Texto fornecido:
========================================
O Dr. Alexander Greenstein, especialista em doenças intestinais inflamatórias, examinou Karim de manhã cedinho. Para ele, Karim tinha todos os sinais indicadores de obstrução intestinal, complicação comum das inflamações e cicatrizes causadas pela doença de Crohn. A tomografia da noite anterior mostrava o espessamento do intestino delgado, mas também revelava algo inesperado:

A barriga de Karim continha uma quantidade imensa de líquido que não deveria estar lá. Esse acúmulo poderia ocorrer se o intestino obstruído estivesse perfurado, mas o exame não mostrava indícios disso.

Enquanto isso, Karim sofria. O Dr. Greenstein e sua equipe discutiram o que fazer. Às vezes as obstruções intestinais se desfazem sozinhas, com o tempo, mas os médicos temiam que, se o líquido estivesse contaminado com bactérias intestinais, a infecção se espalhasse, levando à falência de outros órgãos.

A barriga de Karim continha uma quantidade imensa de líquido que não deveria estar lá

“Parecia perigoso demais esperar”, observa o Dr. Greenstein. “Meu instinto dizia: esse rapaz está muito doente, e temos de ver o que está acontecendo.”

Em poucas horas, o paciente estava deitado na mesa de cirurgia. Pouco depois do início do procedimento, ficou óbvio para o Dr. Greenstein que o problema de Karim não era nada comum. O médico viu a obstrução esperada, “mas também havia muitos nódulos pequeninos, cor de pérola, em todo o abdome”, diz ele. “Não se vê isso na doença de Crohn.”

Com medo de um câncer metastático, a equipe enviou tecidos para um teste rápido no laboratório do hospital. O resultado voltou antes mesmo que o Dr. Greenstein terminasse de remover a obstrução.

Felizmente, o laudo da patologia excluía a possibilidade de câncer. E listava algumas explicações possíveis para os nódulos. Uma era sarcoidose, uma reação imune que pode produzir granulomas minúsculos. A outra era tuberculose. Essa infecção bacteriana contagiosa costuma criar nódulos no pulmão, mas, em cerca de um quarto dos casos, ataca outros órgãos.
========================================
[Registros extraídos de uma coleção]

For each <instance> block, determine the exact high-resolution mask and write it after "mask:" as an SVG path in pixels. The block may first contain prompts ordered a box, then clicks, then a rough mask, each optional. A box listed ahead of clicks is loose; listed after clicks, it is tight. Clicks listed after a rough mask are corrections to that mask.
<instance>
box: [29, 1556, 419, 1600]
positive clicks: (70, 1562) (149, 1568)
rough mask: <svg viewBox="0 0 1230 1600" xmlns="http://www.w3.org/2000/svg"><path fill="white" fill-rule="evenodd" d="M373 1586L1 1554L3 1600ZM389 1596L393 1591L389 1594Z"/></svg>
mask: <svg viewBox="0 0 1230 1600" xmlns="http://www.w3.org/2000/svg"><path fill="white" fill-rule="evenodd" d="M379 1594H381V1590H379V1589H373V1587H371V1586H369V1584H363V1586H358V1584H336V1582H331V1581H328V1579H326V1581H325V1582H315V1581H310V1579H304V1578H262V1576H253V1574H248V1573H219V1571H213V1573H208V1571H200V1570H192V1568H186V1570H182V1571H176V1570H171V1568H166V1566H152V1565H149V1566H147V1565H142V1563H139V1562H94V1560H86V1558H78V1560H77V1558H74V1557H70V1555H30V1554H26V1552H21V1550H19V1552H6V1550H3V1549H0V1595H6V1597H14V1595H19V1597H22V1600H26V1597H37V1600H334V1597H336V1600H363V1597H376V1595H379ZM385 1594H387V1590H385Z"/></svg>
========================================
Ordem de serviço 1: Liste as doenças mencionadas no texto sobre o caso de Karim, deixando de fora complicações como a obstrução intestinal.
Ordem de serviço 2: Reescreva em forma de lista o parágrafo do texto sobre o caso de Karim que começa com "Felizmente, o laudo da patologia", mantendo seus fatos principais.
Não é preciso consultar os dados.

Resposta esperada 1:
- Doença de Crohn
- Câncer metastático
- Sarcoidose
- Tuberculose

Resposta esperada 2:
- O laudo da patologia excluiu a possibilidade de câncer.
- O laudo listou explicações possíveis para os nódulos:
  - sarcoidose, uma reação imune que pode produzir granulomas minúsculos;
  - tuberculose, uma infecção bacteriana contagiosa que costuma criar nódulos no pulmão, mas, em cerca de um quarto dos casos, ataca outros órgãos.